* _Job_
Locate each line in the records below that contains the word "lawn" and copy it out. Match case: a line counts only if the letters have the same capitalization.

━━ Excerpted records

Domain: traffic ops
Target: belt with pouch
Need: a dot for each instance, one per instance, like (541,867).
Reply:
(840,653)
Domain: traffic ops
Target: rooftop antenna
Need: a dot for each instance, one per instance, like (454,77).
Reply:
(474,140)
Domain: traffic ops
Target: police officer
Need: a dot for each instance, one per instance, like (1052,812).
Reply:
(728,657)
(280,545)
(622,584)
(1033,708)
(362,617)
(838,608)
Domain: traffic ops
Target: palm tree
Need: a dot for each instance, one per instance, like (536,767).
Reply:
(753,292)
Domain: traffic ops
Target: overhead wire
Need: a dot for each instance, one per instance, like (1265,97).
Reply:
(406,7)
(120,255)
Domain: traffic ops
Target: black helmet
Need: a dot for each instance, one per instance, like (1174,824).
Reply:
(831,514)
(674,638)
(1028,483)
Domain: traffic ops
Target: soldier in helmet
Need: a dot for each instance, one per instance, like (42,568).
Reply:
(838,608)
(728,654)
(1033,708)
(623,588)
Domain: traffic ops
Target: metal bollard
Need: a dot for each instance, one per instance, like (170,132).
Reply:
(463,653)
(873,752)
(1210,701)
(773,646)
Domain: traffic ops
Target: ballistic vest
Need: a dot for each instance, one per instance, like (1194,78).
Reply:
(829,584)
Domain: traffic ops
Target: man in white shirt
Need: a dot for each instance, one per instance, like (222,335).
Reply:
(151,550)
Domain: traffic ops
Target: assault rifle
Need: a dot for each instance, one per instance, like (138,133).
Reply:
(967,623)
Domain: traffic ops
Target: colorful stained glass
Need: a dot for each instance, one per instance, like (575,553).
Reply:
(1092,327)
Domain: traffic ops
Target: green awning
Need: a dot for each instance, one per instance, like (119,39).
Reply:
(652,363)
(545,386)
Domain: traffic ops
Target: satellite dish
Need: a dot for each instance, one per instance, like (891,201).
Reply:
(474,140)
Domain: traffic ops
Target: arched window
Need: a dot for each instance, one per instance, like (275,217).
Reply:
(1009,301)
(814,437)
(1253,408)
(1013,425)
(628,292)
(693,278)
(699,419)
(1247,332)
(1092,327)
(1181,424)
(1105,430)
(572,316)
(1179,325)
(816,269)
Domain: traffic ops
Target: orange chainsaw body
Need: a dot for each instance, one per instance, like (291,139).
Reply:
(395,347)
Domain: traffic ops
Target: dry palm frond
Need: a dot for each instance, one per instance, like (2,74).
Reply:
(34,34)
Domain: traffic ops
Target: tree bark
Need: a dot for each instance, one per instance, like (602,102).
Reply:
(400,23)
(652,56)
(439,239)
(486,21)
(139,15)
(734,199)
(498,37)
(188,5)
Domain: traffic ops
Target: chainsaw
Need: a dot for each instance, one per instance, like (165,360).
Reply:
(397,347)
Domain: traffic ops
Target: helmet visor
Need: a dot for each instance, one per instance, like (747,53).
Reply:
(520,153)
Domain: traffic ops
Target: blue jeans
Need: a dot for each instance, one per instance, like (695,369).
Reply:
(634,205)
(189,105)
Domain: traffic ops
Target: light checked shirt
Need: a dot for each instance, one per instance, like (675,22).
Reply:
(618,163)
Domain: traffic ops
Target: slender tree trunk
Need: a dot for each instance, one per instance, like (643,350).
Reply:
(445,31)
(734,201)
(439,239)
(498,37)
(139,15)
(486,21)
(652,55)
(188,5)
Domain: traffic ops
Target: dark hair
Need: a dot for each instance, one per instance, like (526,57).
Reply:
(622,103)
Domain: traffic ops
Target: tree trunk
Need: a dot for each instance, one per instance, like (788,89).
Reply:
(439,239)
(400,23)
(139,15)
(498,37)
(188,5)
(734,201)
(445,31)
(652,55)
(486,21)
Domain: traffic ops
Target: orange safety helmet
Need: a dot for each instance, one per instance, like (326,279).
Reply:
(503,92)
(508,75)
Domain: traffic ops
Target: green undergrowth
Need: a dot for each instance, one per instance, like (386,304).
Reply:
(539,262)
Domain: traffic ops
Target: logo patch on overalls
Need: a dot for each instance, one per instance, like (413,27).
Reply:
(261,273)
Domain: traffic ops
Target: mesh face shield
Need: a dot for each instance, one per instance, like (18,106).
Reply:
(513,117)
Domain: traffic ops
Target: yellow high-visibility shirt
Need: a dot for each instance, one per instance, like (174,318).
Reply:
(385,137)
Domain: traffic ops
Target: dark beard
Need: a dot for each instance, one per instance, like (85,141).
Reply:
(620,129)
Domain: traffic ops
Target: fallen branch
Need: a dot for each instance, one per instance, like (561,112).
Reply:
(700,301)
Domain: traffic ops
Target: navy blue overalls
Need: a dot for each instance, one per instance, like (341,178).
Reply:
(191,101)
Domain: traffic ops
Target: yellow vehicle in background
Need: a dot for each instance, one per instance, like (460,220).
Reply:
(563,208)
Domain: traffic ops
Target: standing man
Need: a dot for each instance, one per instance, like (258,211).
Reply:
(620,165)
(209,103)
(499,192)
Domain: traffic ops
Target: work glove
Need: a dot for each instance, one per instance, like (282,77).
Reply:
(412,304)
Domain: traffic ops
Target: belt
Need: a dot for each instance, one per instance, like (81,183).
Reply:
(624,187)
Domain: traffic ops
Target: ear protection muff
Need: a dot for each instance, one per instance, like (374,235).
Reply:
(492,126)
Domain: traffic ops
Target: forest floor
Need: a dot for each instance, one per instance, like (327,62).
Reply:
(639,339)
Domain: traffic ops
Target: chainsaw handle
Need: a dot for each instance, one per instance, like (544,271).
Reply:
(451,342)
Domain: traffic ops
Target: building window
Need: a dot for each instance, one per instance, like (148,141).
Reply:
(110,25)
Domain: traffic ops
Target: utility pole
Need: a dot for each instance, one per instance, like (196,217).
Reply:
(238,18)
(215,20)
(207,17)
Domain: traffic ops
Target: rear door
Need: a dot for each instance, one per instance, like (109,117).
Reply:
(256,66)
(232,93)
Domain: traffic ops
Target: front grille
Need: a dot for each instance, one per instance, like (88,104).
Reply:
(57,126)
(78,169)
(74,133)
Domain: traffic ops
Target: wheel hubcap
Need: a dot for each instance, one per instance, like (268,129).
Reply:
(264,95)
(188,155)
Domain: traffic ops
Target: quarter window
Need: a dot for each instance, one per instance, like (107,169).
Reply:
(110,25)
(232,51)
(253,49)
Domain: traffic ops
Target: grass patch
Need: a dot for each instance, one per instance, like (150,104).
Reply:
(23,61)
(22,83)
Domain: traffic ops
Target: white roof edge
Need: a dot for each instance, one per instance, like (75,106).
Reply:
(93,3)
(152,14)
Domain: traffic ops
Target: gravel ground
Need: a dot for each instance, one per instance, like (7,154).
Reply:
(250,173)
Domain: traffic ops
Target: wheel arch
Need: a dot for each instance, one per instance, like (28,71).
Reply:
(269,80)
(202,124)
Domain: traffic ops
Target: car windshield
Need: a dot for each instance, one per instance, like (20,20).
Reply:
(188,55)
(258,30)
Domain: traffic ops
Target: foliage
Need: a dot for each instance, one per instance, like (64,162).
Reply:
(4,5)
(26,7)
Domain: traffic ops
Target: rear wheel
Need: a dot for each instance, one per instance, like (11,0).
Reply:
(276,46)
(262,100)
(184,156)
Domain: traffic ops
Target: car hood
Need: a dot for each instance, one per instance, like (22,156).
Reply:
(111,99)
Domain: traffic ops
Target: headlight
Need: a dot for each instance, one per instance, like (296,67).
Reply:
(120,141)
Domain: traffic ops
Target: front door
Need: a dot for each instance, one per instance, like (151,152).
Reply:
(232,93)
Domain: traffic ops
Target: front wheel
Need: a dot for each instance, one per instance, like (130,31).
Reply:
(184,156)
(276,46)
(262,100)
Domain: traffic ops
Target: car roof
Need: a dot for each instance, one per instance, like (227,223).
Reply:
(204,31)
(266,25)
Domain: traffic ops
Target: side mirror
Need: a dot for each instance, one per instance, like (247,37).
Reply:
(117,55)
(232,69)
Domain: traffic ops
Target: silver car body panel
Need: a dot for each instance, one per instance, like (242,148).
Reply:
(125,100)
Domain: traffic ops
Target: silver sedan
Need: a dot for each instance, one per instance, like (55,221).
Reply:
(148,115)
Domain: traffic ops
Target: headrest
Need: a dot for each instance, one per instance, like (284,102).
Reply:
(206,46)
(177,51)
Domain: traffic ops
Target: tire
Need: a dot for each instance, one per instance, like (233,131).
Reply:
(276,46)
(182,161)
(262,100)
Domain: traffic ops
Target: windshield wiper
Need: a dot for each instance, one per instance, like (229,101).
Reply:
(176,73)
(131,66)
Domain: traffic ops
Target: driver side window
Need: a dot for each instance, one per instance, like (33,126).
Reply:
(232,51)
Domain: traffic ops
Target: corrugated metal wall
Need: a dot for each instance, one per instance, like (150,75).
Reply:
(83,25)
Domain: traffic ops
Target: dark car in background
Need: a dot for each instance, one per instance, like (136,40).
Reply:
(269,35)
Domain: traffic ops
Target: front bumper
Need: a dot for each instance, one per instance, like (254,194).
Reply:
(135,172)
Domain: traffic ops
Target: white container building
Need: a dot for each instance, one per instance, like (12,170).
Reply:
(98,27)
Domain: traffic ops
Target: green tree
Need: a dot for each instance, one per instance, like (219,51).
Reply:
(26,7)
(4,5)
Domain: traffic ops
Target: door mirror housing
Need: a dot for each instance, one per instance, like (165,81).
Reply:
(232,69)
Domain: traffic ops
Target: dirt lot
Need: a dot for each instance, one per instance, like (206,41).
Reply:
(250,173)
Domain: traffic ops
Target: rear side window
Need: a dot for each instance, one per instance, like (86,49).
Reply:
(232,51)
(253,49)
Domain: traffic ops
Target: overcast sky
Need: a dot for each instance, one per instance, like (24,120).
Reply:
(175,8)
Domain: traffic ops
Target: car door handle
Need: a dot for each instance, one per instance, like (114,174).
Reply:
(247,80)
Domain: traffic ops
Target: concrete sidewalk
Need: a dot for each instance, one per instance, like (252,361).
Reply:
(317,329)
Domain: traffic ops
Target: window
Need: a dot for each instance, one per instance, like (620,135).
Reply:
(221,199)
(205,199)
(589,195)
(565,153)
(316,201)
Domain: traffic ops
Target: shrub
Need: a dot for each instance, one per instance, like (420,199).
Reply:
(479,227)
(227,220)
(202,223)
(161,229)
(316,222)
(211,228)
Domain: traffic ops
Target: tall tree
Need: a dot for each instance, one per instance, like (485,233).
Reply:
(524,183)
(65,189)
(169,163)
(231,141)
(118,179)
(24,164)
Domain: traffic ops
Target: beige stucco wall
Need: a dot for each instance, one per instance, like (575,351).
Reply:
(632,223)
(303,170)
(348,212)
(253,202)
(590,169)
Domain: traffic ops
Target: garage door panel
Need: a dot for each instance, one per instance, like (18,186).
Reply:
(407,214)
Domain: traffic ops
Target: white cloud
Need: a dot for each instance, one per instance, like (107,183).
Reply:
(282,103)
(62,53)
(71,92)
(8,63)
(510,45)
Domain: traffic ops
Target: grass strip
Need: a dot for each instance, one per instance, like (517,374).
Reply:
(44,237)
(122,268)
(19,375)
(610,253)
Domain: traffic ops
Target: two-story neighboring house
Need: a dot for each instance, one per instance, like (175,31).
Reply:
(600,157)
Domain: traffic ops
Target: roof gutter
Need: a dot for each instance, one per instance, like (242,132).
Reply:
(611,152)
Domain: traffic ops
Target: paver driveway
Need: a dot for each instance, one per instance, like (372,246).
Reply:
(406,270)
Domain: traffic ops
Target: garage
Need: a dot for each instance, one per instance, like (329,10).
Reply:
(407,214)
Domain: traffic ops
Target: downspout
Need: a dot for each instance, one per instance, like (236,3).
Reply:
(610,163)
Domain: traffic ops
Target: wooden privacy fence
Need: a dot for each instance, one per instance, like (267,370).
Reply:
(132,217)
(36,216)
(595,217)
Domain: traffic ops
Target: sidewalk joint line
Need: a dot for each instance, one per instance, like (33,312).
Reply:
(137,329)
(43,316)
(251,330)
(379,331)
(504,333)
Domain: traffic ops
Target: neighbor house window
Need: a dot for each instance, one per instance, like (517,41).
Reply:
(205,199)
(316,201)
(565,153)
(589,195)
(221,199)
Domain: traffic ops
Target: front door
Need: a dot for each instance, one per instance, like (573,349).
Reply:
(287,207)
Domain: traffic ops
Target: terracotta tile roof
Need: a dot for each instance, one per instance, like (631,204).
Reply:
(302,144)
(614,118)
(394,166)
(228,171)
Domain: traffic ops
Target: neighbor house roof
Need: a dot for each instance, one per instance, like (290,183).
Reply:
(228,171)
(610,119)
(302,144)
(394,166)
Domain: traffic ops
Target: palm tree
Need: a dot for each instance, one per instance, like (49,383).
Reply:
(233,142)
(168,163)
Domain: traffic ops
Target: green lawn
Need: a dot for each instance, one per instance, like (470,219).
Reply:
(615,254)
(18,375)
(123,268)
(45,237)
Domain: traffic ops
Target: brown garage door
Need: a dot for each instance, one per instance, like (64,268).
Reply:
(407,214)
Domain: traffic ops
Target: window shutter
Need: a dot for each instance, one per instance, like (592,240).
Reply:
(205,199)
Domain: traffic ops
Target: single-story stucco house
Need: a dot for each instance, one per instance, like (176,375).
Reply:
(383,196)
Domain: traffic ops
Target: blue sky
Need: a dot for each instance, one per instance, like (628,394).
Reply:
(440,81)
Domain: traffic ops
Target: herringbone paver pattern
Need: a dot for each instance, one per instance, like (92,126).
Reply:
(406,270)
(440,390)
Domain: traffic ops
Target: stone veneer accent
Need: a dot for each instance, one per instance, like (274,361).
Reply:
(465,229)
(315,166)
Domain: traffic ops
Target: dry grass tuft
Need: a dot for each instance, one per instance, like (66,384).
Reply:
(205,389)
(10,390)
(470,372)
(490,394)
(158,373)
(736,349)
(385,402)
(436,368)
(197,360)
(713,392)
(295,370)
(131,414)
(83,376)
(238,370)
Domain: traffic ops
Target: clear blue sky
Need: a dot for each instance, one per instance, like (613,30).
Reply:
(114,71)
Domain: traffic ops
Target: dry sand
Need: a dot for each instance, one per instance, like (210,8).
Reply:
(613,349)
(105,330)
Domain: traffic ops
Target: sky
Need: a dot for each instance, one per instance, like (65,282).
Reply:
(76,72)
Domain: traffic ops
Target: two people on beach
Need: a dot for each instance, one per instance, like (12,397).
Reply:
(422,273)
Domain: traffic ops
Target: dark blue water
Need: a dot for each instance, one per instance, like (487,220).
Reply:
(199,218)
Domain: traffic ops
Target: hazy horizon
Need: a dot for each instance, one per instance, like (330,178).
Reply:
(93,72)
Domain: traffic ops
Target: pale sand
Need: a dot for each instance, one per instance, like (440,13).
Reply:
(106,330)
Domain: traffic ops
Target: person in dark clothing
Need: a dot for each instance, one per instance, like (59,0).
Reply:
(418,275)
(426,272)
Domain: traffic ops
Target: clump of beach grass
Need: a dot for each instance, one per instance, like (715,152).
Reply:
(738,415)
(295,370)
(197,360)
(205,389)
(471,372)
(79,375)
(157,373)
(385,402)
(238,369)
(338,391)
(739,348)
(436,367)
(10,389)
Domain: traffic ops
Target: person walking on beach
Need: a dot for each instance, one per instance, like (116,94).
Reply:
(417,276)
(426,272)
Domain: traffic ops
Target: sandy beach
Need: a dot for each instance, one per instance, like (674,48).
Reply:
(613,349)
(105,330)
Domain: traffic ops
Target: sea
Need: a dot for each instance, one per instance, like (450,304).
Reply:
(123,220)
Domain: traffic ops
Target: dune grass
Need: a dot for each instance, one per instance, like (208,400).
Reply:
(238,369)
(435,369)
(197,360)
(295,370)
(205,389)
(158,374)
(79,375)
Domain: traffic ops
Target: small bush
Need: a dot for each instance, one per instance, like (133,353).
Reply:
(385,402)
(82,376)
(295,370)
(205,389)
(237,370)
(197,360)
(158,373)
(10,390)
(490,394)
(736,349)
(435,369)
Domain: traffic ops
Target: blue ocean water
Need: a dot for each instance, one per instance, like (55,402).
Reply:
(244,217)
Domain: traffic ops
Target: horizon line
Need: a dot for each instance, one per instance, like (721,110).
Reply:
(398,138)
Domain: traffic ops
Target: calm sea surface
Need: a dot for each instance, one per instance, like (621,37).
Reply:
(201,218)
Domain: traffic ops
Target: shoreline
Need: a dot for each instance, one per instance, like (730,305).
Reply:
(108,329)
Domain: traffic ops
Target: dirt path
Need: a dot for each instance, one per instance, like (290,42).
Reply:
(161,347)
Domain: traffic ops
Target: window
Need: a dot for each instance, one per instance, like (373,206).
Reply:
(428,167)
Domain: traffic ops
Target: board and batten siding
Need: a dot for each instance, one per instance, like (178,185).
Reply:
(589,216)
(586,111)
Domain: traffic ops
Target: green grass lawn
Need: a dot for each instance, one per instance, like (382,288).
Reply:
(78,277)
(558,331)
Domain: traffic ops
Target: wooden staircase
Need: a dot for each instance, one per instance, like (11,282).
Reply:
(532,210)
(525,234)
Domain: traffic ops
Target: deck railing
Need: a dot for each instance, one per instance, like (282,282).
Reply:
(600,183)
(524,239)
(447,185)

━━━━

* _Completed task_
Target: green lawn
Target: green grass lawn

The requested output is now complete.